Natural language region descriptions
--------------------------------
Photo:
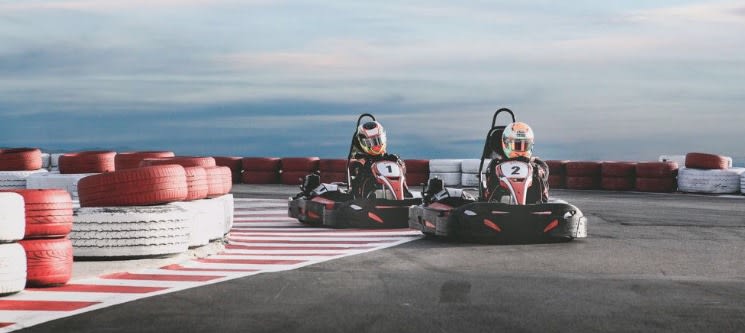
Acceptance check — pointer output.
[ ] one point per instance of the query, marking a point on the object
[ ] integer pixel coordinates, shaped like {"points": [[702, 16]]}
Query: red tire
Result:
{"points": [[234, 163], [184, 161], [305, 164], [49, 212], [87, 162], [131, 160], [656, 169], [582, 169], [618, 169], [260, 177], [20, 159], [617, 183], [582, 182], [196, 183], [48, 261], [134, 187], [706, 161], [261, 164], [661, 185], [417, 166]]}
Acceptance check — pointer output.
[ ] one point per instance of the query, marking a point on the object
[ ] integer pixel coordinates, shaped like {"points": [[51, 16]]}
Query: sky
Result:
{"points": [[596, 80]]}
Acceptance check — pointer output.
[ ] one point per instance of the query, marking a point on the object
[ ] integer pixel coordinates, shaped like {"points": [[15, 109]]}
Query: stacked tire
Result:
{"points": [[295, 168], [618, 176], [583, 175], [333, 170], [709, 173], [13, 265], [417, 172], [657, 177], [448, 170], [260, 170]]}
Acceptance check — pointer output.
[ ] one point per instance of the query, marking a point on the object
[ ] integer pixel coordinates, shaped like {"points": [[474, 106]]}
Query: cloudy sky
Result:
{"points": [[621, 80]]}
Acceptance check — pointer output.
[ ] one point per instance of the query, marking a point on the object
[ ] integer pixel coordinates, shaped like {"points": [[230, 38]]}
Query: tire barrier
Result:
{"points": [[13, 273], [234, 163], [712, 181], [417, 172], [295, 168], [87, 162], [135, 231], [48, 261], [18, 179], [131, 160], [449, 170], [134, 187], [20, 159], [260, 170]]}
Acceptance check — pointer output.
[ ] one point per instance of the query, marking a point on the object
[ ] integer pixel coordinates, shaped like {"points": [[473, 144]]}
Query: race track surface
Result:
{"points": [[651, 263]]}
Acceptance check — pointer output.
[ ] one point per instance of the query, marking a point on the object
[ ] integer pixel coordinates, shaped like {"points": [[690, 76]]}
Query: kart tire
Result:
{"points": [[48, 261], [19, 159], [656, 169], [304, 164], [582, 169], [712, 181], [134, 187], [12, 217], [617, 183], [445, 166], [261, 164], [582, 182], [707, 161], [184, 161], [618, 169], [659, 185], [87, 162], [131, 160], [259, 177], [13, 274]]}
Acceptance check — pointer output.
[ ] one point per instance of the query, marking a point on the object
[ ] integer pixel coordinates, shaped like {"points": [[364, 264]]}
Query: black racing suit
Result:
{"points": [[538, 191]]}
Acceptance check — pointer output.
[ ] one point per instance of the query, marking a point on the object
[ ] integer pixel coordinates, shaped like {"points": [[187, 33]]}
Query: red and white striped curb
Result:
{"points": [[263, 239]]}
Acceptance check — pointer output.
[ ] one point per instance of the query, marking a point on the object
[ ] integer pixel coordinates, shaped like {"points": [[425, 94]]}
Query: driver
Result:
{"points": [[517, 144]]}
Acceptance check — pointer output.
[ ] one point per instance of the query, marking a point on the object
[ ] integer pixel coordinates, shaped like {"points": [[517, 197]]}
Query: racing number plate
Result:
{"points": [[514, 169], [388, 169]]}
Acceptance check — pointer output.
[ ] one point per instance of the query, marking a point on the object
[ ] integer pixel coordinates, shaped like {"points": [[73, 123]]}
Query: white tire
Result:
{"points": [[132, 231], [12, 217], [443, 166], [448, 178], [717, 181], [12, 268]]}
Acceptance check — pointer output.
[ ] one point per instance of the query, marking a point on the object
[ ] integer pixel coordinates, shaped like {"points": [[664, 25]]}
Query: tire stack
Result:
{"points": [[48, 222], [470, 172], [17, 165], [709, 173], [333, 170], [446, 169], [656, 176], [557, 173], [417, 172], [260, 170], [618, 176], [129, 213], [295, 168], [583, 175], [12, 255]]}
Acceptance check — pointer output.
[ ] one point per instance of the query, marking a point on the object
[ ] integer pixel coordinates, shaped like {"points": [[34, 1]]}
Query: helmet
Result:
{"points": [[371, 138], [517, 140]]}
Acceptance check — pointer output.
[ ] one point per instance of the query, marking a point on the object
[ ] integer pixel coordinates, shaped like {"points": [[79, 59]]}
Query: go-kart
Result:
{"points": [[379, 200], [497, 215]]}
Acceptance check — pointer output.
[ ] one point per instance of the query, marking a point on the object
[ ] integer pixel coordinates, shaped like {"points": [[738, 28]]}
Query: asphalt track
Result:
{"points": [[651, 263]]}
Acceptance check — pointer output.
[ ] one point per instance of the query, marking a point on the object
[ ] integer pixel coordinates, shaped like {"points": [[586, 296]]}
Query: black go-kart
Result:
--------------------------------
_What is being asked_
Skipping the pictures, transcribe each line above exactly as it appears.

_Answer_
Photo:
Acceptance check — pointer output.
[ ] one point per instance of the query, marking a point on the object
[ ] integer pixel coordinates, shaped like {"points": [[702, 16]]}
Query: red tire
Result:
{"points": [[234, 163], [184, 161], [305, 164], [49, 212], [87, 162], [131, 160], [656, 169], [582, 169], [618, 169], [260, 177], [20, 159], [617, 183], [582, 182], [196, 183], [48, 261], [134, 187], [706, 161], [261, 164], [661, 185], [417, 166]]}
Acceptance check — pointer output.
[ ] one point per instance of the query, marking a point on the object
[ ] integer pixel coordinates, shaped like {"points": [[51, 16]]}
Query: sky
Result:
{"points": [[596, 80]]}
Acceptance check — pointer output.
[ ] one point per instance of the query, marking a point on the object
[ ] integer pixel coordinates, shaped like {"points": [[15, 109]]}
Query: stacked tire
Result:
{"points": [[295, 168], [618, 176], [583, 175], [333, 170], [709, 173], [13, 265], [417, 172], [657, 177], [448, 170], [260, 170]]}
Acceptance check — pointer output.
[ ] one point per instance of the query, marking a point on the object
[ ] integer pixel coordinates, shaped like {"points": [[474, 106]]}
Query: cloudy sky
Result:
{"points": [[621, 80]]}
Acceptance check — pointer output.
[ ] one point per instance of the query, marking a point on the object
[ ] integer pixel coordinates, shaped like {"points": [[230, 38]]}
Query: tire barrier
Result:
{"points": [[13, 273], [234, 163], [712, 181], [417, 172], [295, 168], [87, 162], [135, 231], [48, 261], [18, 179], [131, 160], [449, 170], [134, 187], [20, 159], [260, 170]]}
Acceptance check — pointer output.
[ ] one point per instance of the query, marking a point on the object
[ ] integer pixel coordinates, shaped like {"points": [[473, 144]]}
Query: race track surface
Result:
{"points": [[651, 263]]}
Acceptance check — pointer output.
[ ] one point per instance of the query, marking a point on the object
[ ] integer pixel coordinates, shaped like {"points": [[690, 76]]}
Query: kart tire
Result:
{"points": [[48, 261], [19, 159], [656, 169], [304, 164], [582, 169], [712, 181], [134, 187], [12, 217], [617, 183], [445, 166], [261, 164], [582, 182], [707, 161], [184, 161], [618, 169], [659, 185], [87, 162], [131, 160], [259, 177], [13, 274]]}
Acceptance check — pointer output.
[ ] one point per instance of the query, marking a point on the object
[ ] integer pixel coordinates, shaped like {"points": [[364, 264]]}
Query: black racing suit
Result:
{"points": [[538, 191]]}
Acceptance check — pointer output.
[ ] one point per instance of the query, marking a point on the object
[ ] integer pixel coordinates, shaped like {"points": [[187, 33]]}
Query: red and white striped curb
Result:
{"points": [[263, 239]]}
Acceptance check — pointer output.
[ ] one point per instance of the query, marking a point on the object
[ ] integer pixel coordinates, shaped like {"points": [[425, 94]]}
Query: driver
Result:
{"points": [[517, 144]]}
Acceptance check — pointer output.
[ ] one point per instance of the query, marking a point on the object
[ ] integer pixel coordinates, shaped like {"points": [[517, 197]]}
Query: racing number plate
Result:
{"points": [[514, 169], [388, 169]]}
Acceptance check — pointer output.
[ ] one point per instance of the query, marking a point on the object
[ ] integer pixel coordinates, shaped like {"points": [[73, 123]]}
Query: white tire
Result:
{"points": [[132, 231], [12, 217], [443, 166], [448, 178], [717, 181], [12, 268]]}
Acceptance check — pointer output.
[ ] one point per instance of the query, marking a point on the object
[ ] integer pixel coordinates, shaped like {"points": [[664, 25]]}
Query: tire stack
Result:
{"points": [[48, 222], [470, 172], [17, 165], [709, 173], [333, 170], [446, 169], [656, 176], [557, 173], [417, 172], [260, 170], [618, 176], [129, 213], [295, 168], [583, 175], [12, 255]]}
Acceptance check — pointer output.
[ ] one point per instance of the query, marking a point on the object
[ ] integer pixel coordinates, shaped like {"points": [[34, 1]]}
Query: helmet
Result:
{"points": [[371, 138], [517, 140]]}
Acceptance check — pointer output.
[ ] one point per instance of the query, marking a point on the object
[ ] integer pixel coordinates, shaped like {"points": [[79, 59]]}
Query: go-kart
Result:
{"points": [[379, 200], [497, 215]]}
Acceptance check — pointer output.
[ ] one point per instance of the query, marking a point on the object
[ ] integer pixel coordinates, shaped like {"points": [[738, 28]]}
Query: asphalt track
Result:
{"points": [[651, 263]]}
Acceptance check — pointer output.
[ ] one point per instance of the query, marking a point on the object
[ ] integer pixel coordinates, shaped like {"points": [[586, 296]]}
Query: black go-kart
Result:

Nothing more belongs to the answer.